-------- TEXT PASSAGE --------

"No removal while your own guidance promises a 30‑day NRM reconsideration": Secretary of State must preserve reconsideration opportunity offered under statutory guidance
Case: CTK, R (On the Application Of) v Secretary of State for the Home Department [2025] EWCA Civ 1264
Court: England and Wales Court of Appeal (Civil Division)
Date: 9 October 2025
Introduction
This Court of Appeal decision, arising from a rolled-up hearing on 23 September 2025, cements a clear domestic law principle: when the Competent Authority (CA) issues a negative Reasonable Grounds decision under the National Referral Mechanism (NRM) that expressly offers the individual a 30‑day right to request reconsideration in line with published statutory guidance, the Secretary of State cannot lawfully remove that individual before that domestic reconsideration opportunity is afforded.
The case concerns CTK, an Eritrean national who arrived in the United Kingdom by boat and claimed asylum on 12 August 2025. After his trafficking claim was referred to the NRM, the Immigration Enforcement Competent Authority (IECA) issued a negative Reasonable Grounds decision on 16 September 2025. Crucially, consistent with version 4.1 of the Modern Slavery statutory guidance then in force, the decision letter expressly invited a reconsideration request within 30 calendar days. At the same time, removal directions to France were set for the following morning, and the Secretary of State confirmed that if CTK were removed, the Competent Authority would neither reconsider the trafficking decision nor receive further evidence from him while he was in France.
Sheldon J granted interim relief to prevent removal pending the reconsideration opportunity. The Secretary of State sought permission to appeal on four grounds anchored in ECAT compliance, the supposed adequacy of judicial review from France, public interest in deterrence, and the period of relief granted. The Court of Appeal refused permission on all grounds, holding that the judge made no error of law or principle and that none of the grounds had a realistic prospect of success.

-------- SUPPLIED DATA --------

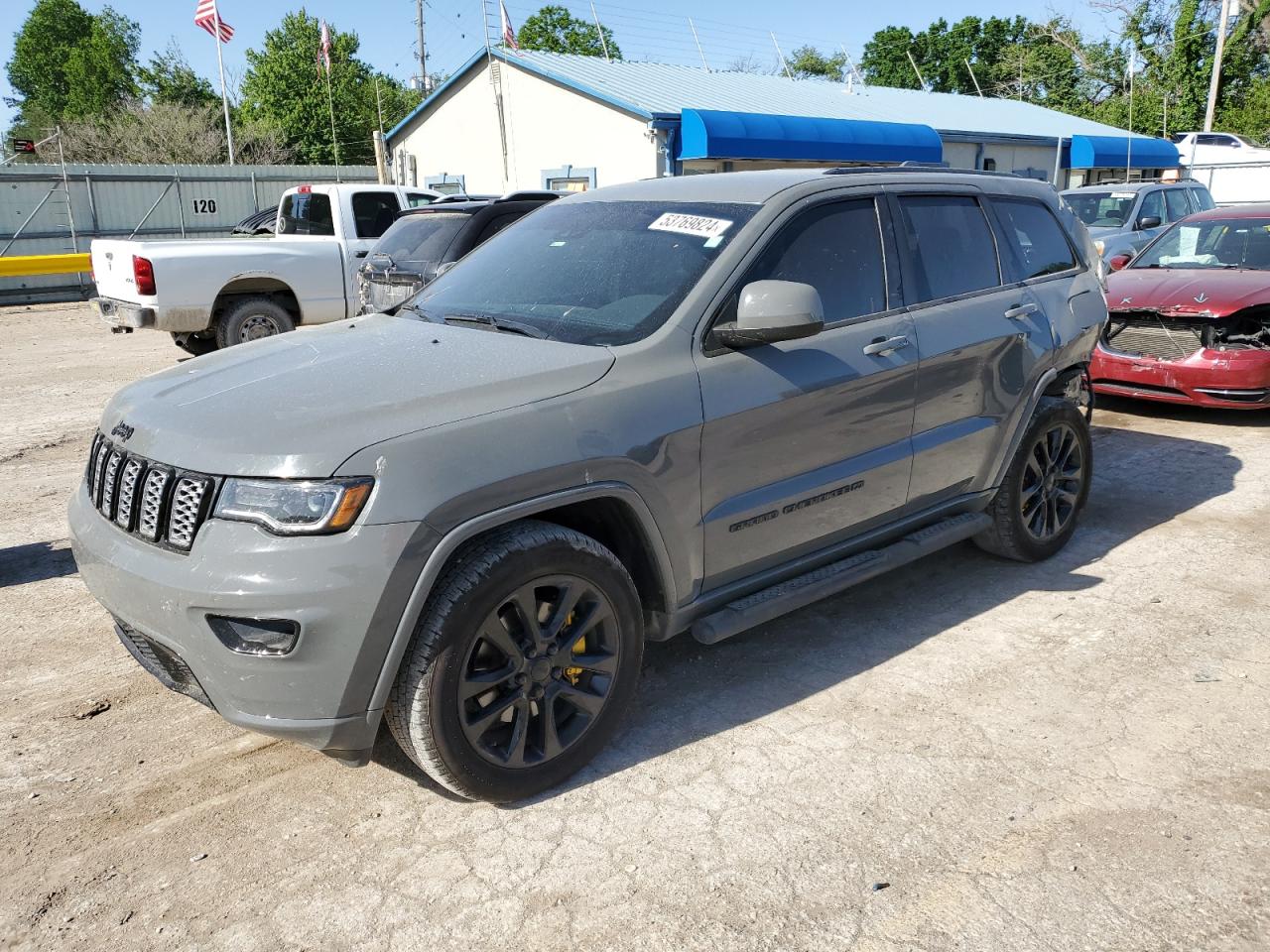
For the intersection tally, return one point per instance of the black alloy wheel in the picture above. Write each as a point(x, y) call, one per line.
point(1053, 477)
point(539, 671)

--------
-------- SUPPLIED DATA --------

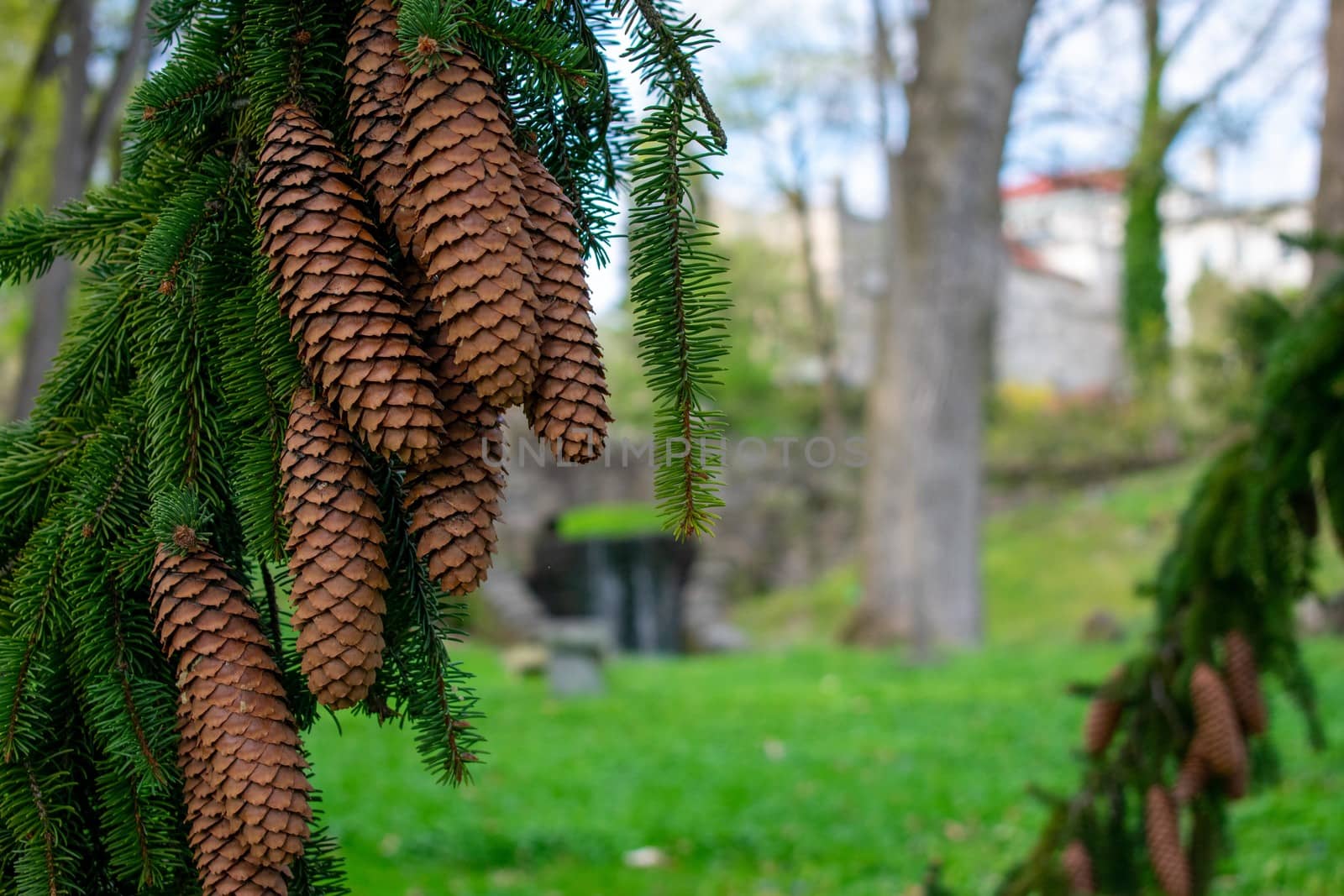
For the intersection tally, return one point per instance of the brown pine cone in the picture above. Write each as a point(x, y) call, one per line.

--------

BRIEF 1: Put this sentence from the case summary into Spanish: "Sheldon J granted interim relief to prevent removal pending the reconsideration opportunity."
BRIEF 2: Extend the case summary on CTK's appeal, picking up right after its final sentence.
The rows play no part in this work.

TASK OUTPUT 1: Sheldon J concedió medidas cautelares para impedir la expulsión a la espera de la oportunidad de reconsideración.

TASK OUTPUT 2:
Summary of the Judgment
The Court of Appeal refused permission to appeal, endorsing the judge’s conclusion that there was a serious issue to be tried as to the lawfulness, in domestic law, of seeking to remove CTK when the Secretary of State’s own statutory guidance (version 4.1) and the CA’s decision letter afforded him a 30‑day opportunity to request reconsideration—and when the CA would not entertain such a request once he was in France. The court characterised the Secretary of State’s stance as a repudiation of a lawful decision made by her own specialist officials in accordance with published statutory guidance, a stance strongly arguable to be unlawful.
The court also:
- Rejected the Secretary of State’s reliance on France’s ECAT status and Article 4 ECHR arguments as beside the point; the issue was a domestic public law duty to follow the Secretary of State’s own statutory guidance and the specific promise made in the decision letter.
- Held that judicial review from France is no substitute for the domestic reconsideration process explicitly offered in the decision letter—reconsideration allows the introduction of new evidence and a fresh merits decision.
- Confirmed the judge’s balance-of-convenience analysis as unimpeachable; deterrence and the bilateral “Prevention of Dangerous Journeys” Treaty (not incorporated domestically) could not outweigh the need to comply with domestic guidance and preserve the status quo.
- Dismissed the complaint about the length of interim relief as hopeless, noting the judge had already shortened the 30‑day reconsideration window to 14 days on a best-endeavours basis.
Notably, the court recorded that the statutory guidance was amended the day after the High Court decision (version 4.2, effective 17 September 2025) to exclude the reconsideration route where the Secretary of State proposes removal to an ECAT signatory state. The Court of Appeal saw no compelling reason for permission to appeal in CTK’s case despite that development.
Analysis
Precedents Cited and Their Influence
- Hadmor Productions v Hamilton [1983] AC 191: This authority sets the narrow appellate standard for interfering with a judge’s discretionary decision on interim relief. The Court of Appeal applied Hadmor to emphasise deference, particularly given the urgent context and the evolving position during the hearing. This framed the court’s refusal to interfere unless there was an error of law, principle, or a perverse outcome—which it found there was not.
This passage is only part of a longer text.